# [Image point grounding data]

+ + +

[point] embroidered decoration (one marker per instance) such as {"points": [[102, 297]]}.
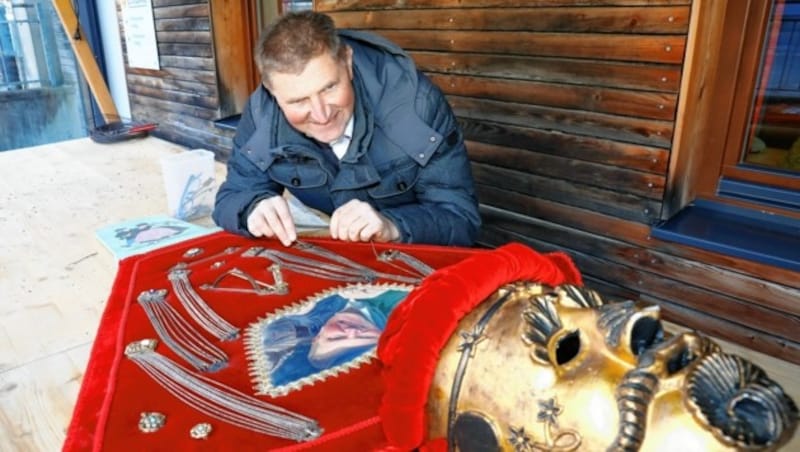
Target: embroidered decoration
{"points": [[200, 311], [329, 333], [219, 401], [178, 334]]}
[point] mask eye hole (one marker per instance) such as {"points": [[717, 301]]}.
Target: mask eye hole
{"points": [[567, 347], [645, 332], [473, 431]]}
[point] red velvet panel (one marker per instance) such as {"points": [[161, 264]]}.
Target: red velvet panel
{"points": [[115, 390], [421, 326]]}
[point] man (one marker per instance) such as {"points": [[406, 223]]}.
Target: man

+ + +

# [Instructions to follow]
Your answer must be an exact transcription of every entry, minus the pictures.

# [Output below]
[point] embroidered decoration (one marker per instance) such as {"points": [[102, 297]]}.
Target: embroidered decoration
{"points": [[200, 311], [329, 333], [219, 401], [178, 334]]}
[point] mask eye hole (one marker per instance) such as {"points": [[717, 301]]}.
Target: mask eye hole
{"points": [[567, 347], [645, 332], [473, 431]]}
[point] red velvet panel (one marker per instance) such as {"points": [[161, 264]]}.
Target: red velvet panel
{"points": [[115, 390], [421, 326]]}
[point] man (one marker per instance) such as {"points": [[406, 223]]}.
Target: man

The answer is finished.